START WORKING DATA

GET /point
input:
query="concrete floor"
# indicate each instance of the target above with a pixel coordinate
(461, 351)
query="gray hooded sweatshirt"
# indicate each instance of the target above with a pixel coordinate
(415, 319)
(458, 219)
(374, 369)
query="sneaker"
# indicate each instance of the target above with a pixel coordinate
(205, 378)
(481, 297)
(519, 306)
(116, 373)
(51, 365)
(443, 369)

END WORKING DATA

WHAT IS EXPECTED
Your task is to repeat the data exactly, with nothing left out.

ANSWER SPACE
GET /point
input:
query="concrete floor"
# indicate each instance of the target above with a pixel coordinate
(461, 351)
query="gray hooded sweatshirt"
# indicate each instance of the target above with a pixel coordinate
(415, 319)
(458, 219)
(374, 369)
query="sneaker"
# indicate each instance of the target above with a pixel coordinate
(205, 378)
(481, 297)
(519, 306)
(116, 373)
(51, 365)
(443, 369)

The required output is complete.